[Image point grounding data]
****************
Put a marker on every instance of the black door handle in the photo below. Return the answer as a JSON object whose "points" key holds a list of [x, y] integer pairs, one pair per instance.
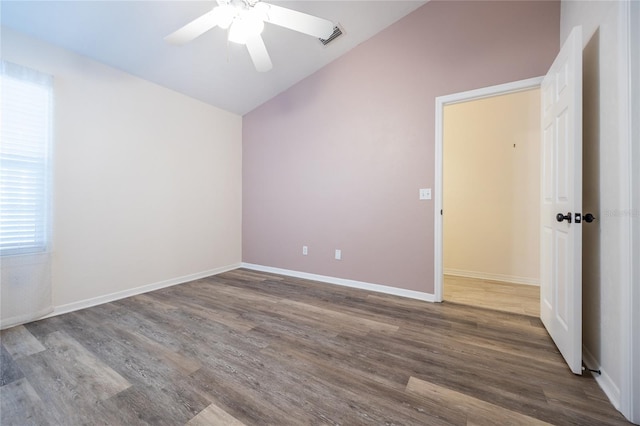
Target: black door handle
{"points": [[560, 217]]}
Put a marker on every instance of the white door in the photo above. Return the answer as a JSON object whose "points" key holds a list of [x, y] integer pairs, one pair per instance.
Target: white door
{"points": [[561, 191]]}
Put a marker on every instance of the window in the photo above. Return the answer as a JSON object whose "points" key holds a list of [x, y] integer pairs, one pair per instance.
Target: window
{"points": [[25, 150]]}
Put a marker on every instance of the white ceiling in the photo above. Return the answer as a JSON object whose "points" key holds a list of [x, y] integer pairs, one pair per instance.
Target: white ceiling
{"points": [[128, 35]]}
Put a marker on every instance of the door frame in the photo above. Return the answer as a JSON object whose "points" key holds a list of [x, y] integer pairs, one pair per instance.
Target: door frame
{"points": [[441, 102]]}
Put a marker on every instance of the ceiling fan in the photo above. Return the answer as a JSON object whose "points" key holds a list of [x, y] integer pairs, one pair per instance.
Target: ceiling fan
{"points": [[244, 20]]}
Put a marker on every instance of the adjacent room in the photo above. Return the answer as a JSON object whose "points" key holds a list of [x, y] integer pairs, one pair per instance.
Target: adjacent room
{"points": [[236, 212]]}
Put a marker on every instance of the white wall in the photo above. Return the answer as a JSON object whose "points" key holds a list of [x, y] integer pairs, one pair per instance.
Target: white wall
{"points": [[147, 182], [491, 178], [607, 280]]}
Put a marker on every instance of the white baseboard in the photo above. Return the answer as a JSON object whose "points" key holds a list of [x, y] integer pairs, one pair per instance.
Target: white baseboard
{"points": [[87, 303], [492, 277], [428, 297], [605, 382]]}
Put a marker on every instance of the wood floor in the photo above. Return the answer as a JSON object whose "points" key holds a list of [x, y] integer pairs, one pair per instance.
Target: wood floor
{"points": [[501, 296], [259, 349]]}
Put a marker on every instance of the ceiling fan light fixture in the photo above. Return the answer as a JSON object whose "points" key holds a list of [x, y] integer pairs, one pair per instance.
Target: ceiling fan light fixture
{"points": [[245, 26]]}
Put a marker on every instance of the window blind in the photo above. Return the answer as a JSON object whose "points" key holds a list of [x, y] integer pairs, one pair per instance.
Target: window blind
{"points": [[25, 145]]}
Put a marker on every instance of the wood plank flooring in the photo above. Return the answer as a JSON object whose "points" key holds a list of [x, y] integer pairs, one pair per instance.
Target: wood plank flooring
{"points": [[247, 348], [501, 296]]}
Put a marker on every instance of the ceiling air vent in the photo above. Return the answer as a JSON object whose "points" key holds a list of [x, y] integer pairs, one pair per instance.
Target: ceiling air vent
{"points": [[337, 32]]}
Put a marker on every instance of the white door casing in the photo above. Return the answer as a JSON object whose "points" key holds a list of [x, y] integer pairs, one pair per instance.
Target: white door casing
{"points": [[561, 193]]}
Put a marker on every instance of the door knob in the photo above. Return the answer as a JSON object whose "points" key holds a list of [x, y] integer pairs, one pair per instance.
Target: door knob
{"points": [[560, 217]]}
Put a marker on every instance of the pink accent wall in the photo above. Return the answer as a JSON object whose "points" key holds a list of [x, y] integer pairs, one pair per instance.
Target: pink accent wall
{"points": [[336, 161]]}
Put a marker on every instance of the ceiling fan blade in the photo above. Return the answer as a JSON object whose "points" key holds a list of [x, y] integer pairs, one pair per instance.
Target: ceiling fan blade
{"points": [[194, 28], [294, 20], [258, 52]]}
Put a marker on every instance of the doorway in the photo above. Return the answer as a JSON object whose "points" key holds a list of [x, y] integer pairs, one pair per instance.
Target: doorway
{"points": [[487, 181]]}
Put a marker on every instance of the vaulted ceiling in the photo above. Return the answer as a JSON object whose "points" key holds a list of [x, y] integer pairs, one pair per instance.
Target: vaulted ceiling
{"points": [[128, 35]]}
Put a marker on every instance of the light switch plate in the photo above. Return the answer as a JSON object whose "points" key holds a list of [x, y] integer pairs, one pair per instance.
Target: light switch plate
{"points": [[425, 193]]}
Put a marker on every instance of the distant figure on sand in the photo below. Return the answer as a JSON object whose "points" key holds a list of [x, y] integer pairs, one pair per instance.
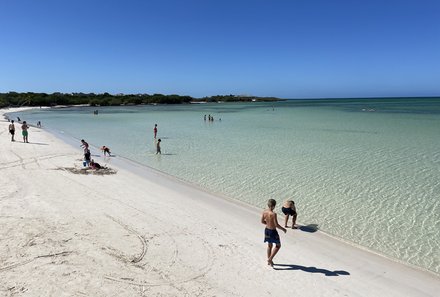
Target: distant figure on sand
{"points": [[158, 147], [84, 145], [269, 218], [86, 162], [95, 165], [24, 132], [106, 150], [289, 209], [12, 130]]}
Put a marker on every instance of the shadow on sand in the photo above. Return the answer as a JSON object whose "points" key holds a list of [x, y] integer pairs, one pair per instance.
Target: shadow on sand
{"points": [[310, 228], [310, 269]]}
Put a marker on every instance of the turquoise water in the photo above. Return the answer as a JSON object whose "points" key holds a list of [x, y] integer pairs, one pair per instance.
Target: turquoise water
{"points": [[366, 171]]}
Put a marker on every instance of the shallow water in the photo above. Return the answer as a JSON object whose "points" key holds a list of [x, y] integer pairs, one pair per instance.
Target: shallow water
{"points": [[366, 171]]}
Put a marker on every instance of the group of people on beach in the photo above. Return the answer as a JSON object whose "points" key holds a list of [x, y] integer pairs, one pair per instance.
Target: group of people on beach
{"points": [[24, 131], [269, 218]]}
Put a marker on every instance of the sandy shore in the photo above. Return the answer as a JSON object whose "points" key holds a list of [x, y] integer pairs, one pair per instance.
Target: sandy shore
{"points": [[141, 233]]}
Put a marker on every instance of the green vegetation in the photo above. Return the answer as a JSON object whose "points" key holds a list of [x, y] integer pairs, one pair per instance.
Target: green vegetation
{"points": [[106, 99]]}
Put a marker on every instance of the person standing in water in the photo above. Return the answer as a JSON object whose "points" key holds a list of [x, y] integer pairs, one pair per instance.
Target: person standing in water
{"points": [[158, 147], [269, 218], [289, 209], [155, 131], [12, 130], [24, 132], [84, 145]]}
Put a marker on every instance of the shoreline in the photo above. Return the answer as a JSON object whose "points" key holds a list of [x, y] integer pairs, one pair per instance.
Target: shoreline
{"points": [[142, 169], [122, 208]]}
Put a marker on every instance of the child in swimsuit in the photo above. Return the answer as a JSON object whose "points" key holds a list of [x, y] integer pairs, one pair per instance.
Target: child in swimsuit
{"points": [[269, 218], [106, 150], [289, 209]]}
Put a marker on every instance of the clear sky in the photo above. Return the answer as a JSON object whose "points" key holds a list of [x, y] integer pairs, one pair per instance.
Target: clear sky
{"points": [[283, 48]]}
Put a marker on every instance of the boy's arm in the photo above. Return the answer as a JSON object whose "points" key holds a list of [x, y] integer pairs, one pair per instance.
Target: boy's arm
{"points": [[278, 225]]}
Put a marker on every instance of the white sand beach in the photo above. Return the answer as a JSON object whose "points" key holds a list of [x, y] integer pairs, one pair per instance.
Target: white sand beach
{"points": [[139, 232]]}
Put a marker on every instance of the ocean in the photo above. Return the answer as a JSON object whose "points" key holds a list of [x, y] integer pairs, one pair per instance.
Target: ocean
{"points": [[365, 171]]}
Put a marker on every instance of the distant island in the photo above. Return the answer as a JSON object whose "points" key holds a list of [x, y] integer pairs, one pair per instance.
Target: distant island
****************
Task prompt: A faithful, word-for-word copy of the data is needed; the pictures should not appear in it.

Response:
Put a marker on every instance of the black door handle in the photo below. Return the answer as a JSON object whose "points" key holds a list of [x, y] integer pairs, one pair per instance.
Target: black door handle
{"points": [[560, 217]]}
Put a marker on every instance of the white door in the photo above. Return the answer as a JSON object whose "points" key holds a list of [x, y] integer pairs, one pair per instance.
Target: white door
{"points": [[561, 191]]}
Put a marker on every instance of the window in the photo above. Return the answer as a JSON object whose "points" key holds a list of [x, y] integer pairs, one pair per instance.
Target: window
{"points": [[25, 150]]}
Put a marker on every instance of the white ceiling in the photo above. Return the answer as a JSON object whose "points" key holds a list of [x, y] integer pairs, one pair per instance.
Target: white ceiling
{"points": [[128, 35]]}
Put a marker on every instance of the door frame in the photo above. Return the answer as a JSON object whose "points" key holds a list of [x, y] integer pairs, one pair per instance.
Target: door frame
{"points": [[441, 102]]}
Put a marker on every instance of the ceiling fan in the photo above. Return the answer as a JSON object whose "points" key holds a list of [x, y] integer pairs, one pair per instance.
Target: ceiling fan
{"points": [[244, 20]]}
Put a marker on every instance of the adjacent room in the photo above. Return the answer as a JSON object whose "points" key holds a list of [x, y] integer pairs, one pair per instance.
Target: adjacent room
{"points": [[236, 212]]}
Put a marker on every instance of the white wall in the photo above. Return the answer as a JSON object whose "points" key holds a list of [x, y] integer pairs, one pair per instance.
Target: white wall
{"points": [[147, 182], [491, 178], [607, 280]]}
Put a marker on every instance of the white baseboard in the photo above. Return the answer as a JSON object whose "points" key holds a list of [x, y] integer pairs, one pair per instance.
Target: white baseboard
{"points": [[87, 303], [492, 277], [428, 297], [605, 382]]}
Put a marker on every instance of the wood floor in the photo above. Return the answer as a JSON object whose "points" key holds a list of [x, y] integer pairs, one pair per instance.
Target: wood floor
{"points": [[501, 296], [259, 349]]}
Put a marker on every instance of the ceiling fan light fixture in the photo above. Return the answer as a JSON object whose "points" key holds a list of [x, y] integer pairs, one pair per instance.
Target: ceiling fan light fixture
{"points": [[245, 26]]}
Put a marker on every instance of the window blind in the photo above. Return the answer as a JSON object whose "points" key holds a list of [x, y] integer pairs, one pair per instance.
Target: window blind
{"points": [[25, 145]]}
Put a marker on every instance of the wood plank flooring in the photo above. Return the answer as a JSON object whose "points" key holds a list of [x, y] integer pairs, one pair per instance.
Target: wood plank flooring
{"points": [[247, 348], [501, 296]]}
Put a marker on every instance of the ceiling air vent in the photo above. Return the answer as a JSON object whose "points" key holds a list of [x, y] integer pairs, one pair per instance.
Target: ceiling air vent
{"points": [[337, 32]]}
Put a marker on every instance of the white door casing in the photo above. Return the answer as a JSON object whose "points" key holds a list of [x, y] integer pairs, one pair per instance.
Target: white door casing
{"points": [[561, 193]]}
Put a marker on every instance of the door knob in the photo above. Return the answer as a JSON object whose "points" key holds a list of [x, y] integer pairs, one pair per instance.
Target: door knob
{"points": [[560, 217]]}
Put a marker on every instance of the pink accent wall in the photo above. Return the answer as a JSON object whose "points" key holds a list of [x, y] integer pairs, one pair per instance.
Target: pink accent wall
{"points": [[336, 161]]}
Put a marker on every instance of the ceiling fan blade in the photo above. Return the answer as a JSON object whose "points" key holds a list of [x, y] integer pairs, one pair per instance.
Target: ceiling fan blade
{"points": [[194, 28], [294, 20], [258, 52]]}
Put a marker on every instance of the doorway in the photo above. Return the answer as a JSON object whose "points" key holds a list of [x, y] integer pairs, one pair per instance.
Target: doorway
{"points": [[487, 181]]}
Put a marker on every instance of the vaulted ceiling in the photo above. Return the answer as a JSON object whose "points" key holds a list of [x, y] integer pairs, one pair per instance.
Target: vaulted ceiling
{"points": [[128, 35]]}
Put a marker on every instance of the light switch plate in the photo above. Return the answer as a JSON object whose "points" key holds a list of [x, y] integer pairs, one pair per instance.
Target: light switch plate
{"points": [[425, 193]]}
Put a marker on every instance of the distant figure on sand in the photo below. Return the answer as a JSON object whose "points" key holds a list of [x, y] integer pairs, one pair per instance.
Target: distant figure on sand
{"points": [[158, 147], [84, 145], [269, 218], [86, 162], [95, 165], [24, 132], [106, 150], [289, 209], [12, 130]]}
Put a marker on every instance of the shadow on sand in the photo above. Return the answer as a JSON object whose "points" key holds a list of [x, y] integer pairs, one pair per instance.
Target: shadow on sand
{"points": [[310, 228], [310, 269]]}
Put a marker on every instance of the turquoise water in the photo above. Return the answer as a JSON object whose "points" key holds a list of [x, y] integer pairs, one pair per instance.
Target: turquoise water
{"points": [[366, 171]]}
Put a marker on every instance of the shallow water in the photo above. Return the answer as a JSON object whose "points" key holds a list of [x, y] integer pairs, one pair per instance.
Target: shallow water
{"points": [[366, 171]]}
Put a marker on every instance of the group of people on beach in the photo above. Return the answer as a JSON object whose "points" key holds a list of [x, y] integer pairs, one pair per instance.
Target: group of people on beach
{"points": [[24, 131], [269, 218]]}
Put a marker on every instance of the sandy shore in the photo above. Return the answer as a JSON object whose "points" key holds a list of [x, y] integer pairs, one pair per instance.
Target: sandy shore
{"points": [[141, 233]]}
Put a marker on every instance of the green vegetation in the photo above. Return the answer as a JSON object whose "points" key holds a list of [x, y] integer pairs, one pair per instance.
Target: green vegetation
{"points": [[106, 99]]}
Put a marker on every instance of the person standing in water in the photo above. Return the answer as a JSON object whose "points" key holds a list of [x, y] integer pairs, one pair per instance.
Target: person standing in water
{"points": [[158, 147], [269, 218], [289, 209], [155, 131], [12, 130], [24, 132], [84, 145]]}
Put a marker on every instance of the shoreline in the photo above. Return the answer as a JSON object whose "points" key holds a list of [x, y] integer pairs, one pair per instance.
Target: shoreline
{"points": [[142, 169], [122, 208]]}
Put a marker on every instance of the child in swimsuit in the photo above. Return the answer as a JSON object whose "points" key holds a list of [x, y] integer pairs, one pair per instance.
Target: child in swimsuit
{"points": [[269, 218], [106, 150], [289, 209]]}
Put a marker on every instance of the clear sky in the photo above. Return the answer as a JSON object whose "points" key holds a list of [x, y] integer pairs, one pair per instance.
Target: clear sky
{"points": [[283, 48]]}
Put a marker on every instance of the boy's arm in the photo above. Return the answer as a JSON object whose "points" key holds a list of [x, y] integer pairs, one pair per instance.
Target: boy's arm
{"points": [[278, 225]]}
Put a marker on every instance of the white sand beach in the photo above. Return the answer as a JSON object whose "points" key holds a list of [x, y] integer pairs, one pair per instance.
Target: white sand beach
{"points": [[139, 232]]}
Put a marker on every instance of the ocean in the photo above. Return the answer as a JSON object whose "points" key holds a list of [x, y] integer pairs, one pair per instance.
Target: ocean
{"points": [[365, 171]]}
Put a marker on every instance of the distant island in the photo above. Return the answer as a JSON object whose "points" key holds a list of [x, y] integer pairs, one pair per instance.
Target: distant island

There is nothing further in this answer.